Task description »
Copy out, word for word, the lines of the material below, starting at the line that contains "target = pink sticky note" and ending after the line that contains "column 270, row 211".

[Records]
******

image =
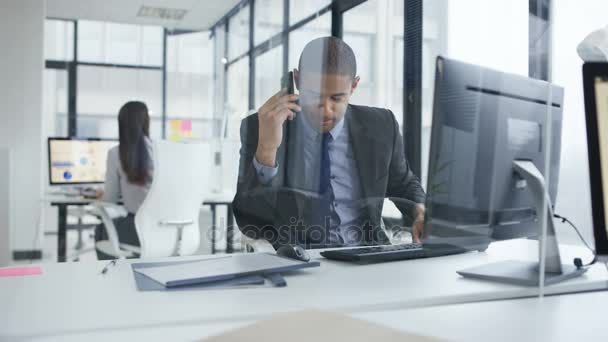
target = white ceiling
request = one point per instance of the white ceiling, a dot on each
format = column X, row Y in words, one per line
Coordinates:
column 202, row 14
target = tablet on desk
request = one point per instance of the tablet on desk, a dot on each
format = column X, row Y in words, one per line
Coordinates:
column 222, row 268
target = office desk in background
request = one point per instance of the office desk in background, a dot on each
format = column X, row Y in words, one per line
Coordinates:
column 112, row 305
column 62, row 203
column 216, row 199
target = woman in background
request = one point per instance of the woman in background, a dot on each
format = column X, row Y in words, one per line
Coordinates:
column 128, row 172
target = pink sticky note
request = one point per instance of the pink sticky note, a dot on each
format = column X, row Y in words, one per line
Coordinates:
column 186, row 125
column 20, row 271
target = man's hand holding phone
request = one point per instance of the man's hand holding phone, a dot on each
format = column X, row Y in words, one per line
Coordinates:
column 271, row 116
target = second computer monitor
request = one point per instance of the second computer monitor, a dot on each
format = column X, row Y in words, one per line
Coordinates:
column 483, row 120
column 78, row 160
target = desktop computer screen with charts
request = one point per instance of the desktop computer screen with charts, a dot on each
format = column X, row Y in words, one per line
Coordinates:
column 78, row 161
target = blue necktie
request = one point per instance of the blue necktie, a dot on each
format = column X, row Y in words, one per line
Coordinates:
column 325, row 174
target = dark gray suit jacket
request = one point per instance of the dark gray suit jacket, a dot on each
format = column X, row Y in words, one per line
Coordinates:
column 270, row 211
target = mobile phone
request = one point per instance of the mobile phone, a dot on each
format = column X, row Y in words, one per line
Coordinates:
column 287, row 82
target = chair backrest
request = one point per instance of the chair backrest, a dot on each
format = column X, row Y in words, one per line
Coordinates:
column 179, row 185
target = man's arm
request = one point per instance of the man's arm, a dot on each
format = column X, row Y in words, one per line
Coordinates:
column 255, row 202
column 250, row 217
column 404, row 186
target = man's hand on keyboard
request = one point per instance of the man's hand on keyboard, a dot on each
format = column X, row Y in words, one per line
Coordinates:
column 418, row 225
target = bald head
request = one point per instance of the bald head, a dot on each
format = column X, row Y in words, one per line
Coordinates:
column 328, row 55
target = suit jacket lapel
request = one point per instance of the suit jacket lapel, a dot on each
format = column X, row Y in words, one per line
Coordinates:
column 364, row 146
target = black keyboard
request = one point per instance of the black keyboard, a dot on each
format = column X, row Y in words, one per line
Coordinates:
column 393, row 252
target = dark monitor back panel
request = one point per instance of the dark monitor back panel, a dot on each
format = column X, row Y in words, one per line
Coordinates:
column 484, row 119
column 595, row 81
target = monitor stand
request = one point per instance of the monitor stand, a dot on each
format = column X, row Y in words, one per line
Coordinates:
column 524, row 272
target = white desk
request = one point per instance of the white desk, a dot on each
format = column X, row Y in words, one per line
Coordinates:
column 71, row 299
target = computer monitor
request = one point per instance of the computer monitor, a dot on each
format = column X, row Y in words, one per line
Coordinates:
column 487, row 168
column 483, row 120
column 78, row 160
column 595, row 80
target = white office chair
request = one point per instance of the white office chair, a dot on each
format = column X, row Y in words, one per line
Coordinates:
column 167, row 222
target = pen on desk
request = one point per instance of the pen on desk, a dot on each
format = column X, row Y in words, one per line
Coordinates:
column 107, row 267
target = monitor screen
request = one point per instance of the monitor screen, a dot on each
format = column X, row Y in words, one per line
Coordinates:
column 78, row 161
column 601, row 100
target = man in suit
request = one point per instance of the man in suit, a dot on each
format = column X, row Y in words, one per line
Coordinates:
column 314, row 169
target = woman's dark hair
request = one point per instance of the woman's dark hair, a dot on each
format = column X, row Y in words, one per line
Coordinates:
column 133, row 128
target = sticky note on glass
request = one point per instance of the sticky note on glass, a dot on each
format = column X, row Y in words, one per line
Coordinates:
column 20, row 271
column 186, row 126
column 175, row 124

******

Result below »
target = pink sticky note
request = one point per instance of the pink sticky note, a dot on each
format = column X, row Y in words, one per line
Coordinates:
column 186, row 125
column 20, row 271
target = man's hand holding phone
request = one point per instance of the man's hand holding phone, a dot on each
format = column X, row Y in words, one per line
Coordinates:
column 271, row 116
target = second computer monitor
request = one point per instance of the second computer monitor, a dot on each
format = column X, row Y in words, one per line
Coordinates:
column 483, row 120
column 78, row 160
target = desktop computer screen with charts
request = one point per instance of the desktop computer screen with charts, a dot on each
format = column X, row Y in words, one per line
Coordinates:
column 78, row 161
target = blue necktie
request = one point per instance of the blue necktie, a dot on each
format = column X, row Y in words, one per line
Coordinates:
column 325, row 174
target = dark gray suit jacket
request = one point per instance of the dark gray suit jacket, a dot on each
format = column X, row Y in words, one per line
Coordinates:
column 270, row 211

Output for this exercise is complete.